(Referring expression pointing data)

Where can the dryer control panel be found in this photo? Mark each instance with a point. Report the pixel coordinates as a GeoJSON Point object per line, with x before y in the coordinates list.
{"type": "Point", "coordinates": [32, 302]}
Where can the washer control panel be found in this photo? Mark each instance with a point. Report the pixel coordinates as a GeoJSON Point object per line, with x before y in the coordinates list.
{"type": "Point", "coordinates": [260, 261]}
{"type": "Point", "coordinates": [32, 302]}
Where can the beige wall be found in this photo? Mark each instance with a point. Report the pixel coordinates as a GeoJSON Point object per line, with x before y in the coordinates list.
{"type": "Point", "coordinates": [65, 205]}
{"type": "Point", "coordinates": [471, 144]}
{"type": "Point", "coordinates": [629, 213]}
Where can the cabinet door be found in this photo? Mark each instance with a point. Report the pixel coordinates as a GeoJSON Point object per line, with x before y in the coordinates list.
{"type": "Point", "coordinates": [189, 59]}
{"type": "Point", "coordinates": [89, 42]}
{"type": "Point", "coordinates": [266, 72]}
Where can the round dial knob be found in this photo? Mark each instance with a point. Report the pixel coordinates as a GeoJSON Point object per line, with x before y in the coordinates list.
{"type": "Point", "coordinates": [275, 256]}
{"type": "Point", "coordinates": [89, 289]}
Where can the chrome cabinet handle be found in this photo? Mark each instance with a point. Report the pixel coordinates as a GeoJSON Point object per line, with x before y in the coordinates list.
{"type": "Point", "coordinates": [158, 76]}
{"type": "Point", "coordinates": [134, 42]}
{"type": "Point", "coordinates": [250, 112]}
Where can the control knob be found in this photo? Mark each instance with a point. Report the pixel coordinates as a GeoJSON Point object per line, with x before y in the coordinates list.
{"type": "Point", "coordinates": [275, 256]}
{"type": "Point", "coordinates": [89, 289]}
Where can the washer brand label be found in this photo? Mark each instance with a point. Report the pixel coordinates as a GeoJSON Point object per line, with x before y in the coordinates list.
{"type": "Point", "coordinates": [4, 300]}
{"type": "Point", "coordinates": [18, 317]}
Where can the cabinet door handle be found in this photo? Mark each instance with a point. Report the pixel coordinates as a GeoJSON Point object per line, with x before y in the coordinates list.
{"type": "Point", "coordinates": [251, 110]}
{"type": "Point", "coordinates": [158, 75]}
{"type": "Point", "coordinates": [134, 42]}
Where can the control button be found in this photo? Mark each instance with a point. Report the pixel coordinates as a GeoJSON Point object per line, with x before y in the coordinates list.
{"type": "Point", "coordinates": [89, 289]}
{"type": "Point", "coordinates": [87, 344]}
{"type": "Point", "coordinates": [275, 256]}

#### Description of the task:
Exactly the lines from the one with "Where can the cabinet door handle" through the end of the entries, both included, should be written out, and no others.

#### Expected answer:
Where can the cabinet door handle be found in this photo? Mark each instance with a point. Report the pixel coordinates as a GeoJSON Point object per line, with x before y in the coordinates list.
{"type": "Point", "coordinates": [251, 110]}
{"type": "Point", "coordinates": [158, 75]}
{"type": "Point", "coordinates": [134, 42]}
Where can the control button be found in this photo? Mark each instance with a point. Report the pixel coordinates as a GeoJSON Point object per line, with x before y in the coordinates list.
{"type": "Point", "coordinates": [89, 289]}
{"type": "Point", "coordinates": [87, 344]}
{"type": "Point", "coordinates": [275, 256]}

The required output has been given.